STATED GOAL: Copy every line of the following material word for word, from the first line to the last.

(begin)

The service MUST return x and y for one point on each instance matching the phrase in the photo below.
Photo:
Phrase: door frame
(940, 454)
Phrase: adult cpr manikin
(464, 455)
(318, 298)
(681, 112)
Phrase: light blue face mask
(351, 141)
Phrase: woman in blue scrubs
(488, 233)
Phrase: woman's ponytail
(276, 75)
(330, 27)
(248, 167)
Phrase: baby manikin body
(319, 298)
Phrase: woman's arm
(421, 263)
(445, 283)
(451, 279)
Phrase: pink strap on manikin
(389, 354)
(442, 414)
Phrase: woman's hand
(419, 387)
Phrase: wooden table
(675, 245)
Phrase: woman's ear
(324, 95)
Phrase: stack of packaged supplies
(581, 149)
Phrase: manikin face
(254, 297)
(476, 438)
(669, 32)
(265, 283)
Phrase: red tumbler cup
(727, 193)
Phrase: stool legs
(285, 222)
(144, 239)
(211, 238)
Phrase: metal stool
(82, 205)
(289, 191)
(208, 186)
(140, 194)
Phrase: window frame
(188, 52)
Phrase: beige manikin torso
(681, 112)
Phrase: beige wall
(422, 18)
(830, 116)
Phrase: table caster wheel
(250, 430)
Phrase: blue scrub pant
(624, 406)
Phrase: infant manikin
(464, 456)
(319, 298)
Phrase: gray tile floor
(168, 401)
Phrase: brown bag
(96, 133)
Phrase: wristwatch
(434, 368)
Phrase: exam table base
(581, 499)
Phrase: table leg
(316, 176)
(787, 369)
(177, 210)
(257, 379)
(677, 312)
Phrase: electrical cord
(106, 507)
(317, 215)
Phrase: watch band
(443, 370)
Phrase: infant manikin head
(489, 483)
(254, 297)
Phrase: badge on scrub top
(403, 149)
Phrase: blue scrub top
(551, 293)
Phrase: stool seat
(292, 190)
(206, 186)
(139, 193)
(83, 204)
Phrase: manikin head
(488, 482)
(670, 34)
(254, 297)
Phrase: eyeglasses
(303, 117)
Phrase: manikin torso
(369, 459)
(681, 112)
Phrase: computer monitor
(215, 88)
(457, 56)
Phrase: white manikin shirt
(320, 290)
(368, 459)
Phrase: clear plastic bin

(end)

COMPLETE RESPONSE:
The service MUST return x and y for one point on each instance matching the phrase in the photo below.
Photo:
Phrase: door frame
(940, 454)
Phrase: adult cpr manikin
(464, 455)
(318, 298)
(681, 112)
Phrase: light blue face mask
(351, 141)
Phrase: woman in blue scrubs
(488, 233)
Phrase: woman's ponytail
(276, 75)
(330, 27)
(248, 167)
Phrase: baby manikin body
(319, 298)
Phrase: woman's arm
(421, 263)
(445, 283)
(451, 279)
Phrase: pink strap on manikin
(389, 354)
(442, 414)
Phrase: woman's hand
(419, 387)
Phrase: wooden table
(675, 245)
Phrase: woman's ear
(324, 95)
Phrase: stack of packaged supplies
(581, 149)
Phrase: manikin face
(254, 297)
(476, 438)
(669, 32)
(265, 283)
Phrase: red tumbler cup
(727, 193)
Phrase: stool legs
(285, 222)
(144, 239)
(211, 238)
Phrase: metal stool
(82, 205)
(289, 191)
(208, 186)
(140, 194)
Phrase: window frame
(188, 52)
Phrase: beige manikin torso
(681, 112)
Phrase: beige wall
(422, 18)
(830, 116)
Phrase: table caster wheel
(250, 430)
Phrase: blue scrub pant
(624, 406)
Phrase: infant manikin
(464, 456)
(319, 298)
Phrase: gray tile floor
(168, 401)
Phrase: brown bag
(96, 133)
Phrase: wristwatch
(434, 368)
Phrase: exam table base
(581, 499)
Phrase: table leg
(316, 176)
(787, 369)
(177, 210)
(257, 379)
(677, 312)
Phrase: electrical cord
(106, 507)
(317, 215)
Phrase: watch band
(443, 370)
Phrase: infant manikin head
(489, 483)
(254, 297)
Phrase: badge on scrub top
(403, 149)
Phrase: blue scrub top
(551, 293)
Phrase: stool seat
(292, 190)
(206, 186)
(139, 193)
(83, 204)
Phrase: manikin head
(488, 482)
(670, 34)
(254, 297)
Phrase: eyeglasses
(303, 117)
Phrase: manikin torso
(369, 459)
(681, 112)
Phrase: computer monitor
(215, 88)
(457, 56)
Phrase: white manikin shirt
(320, 290)
(368, 459)
Phrase: clear plastic bin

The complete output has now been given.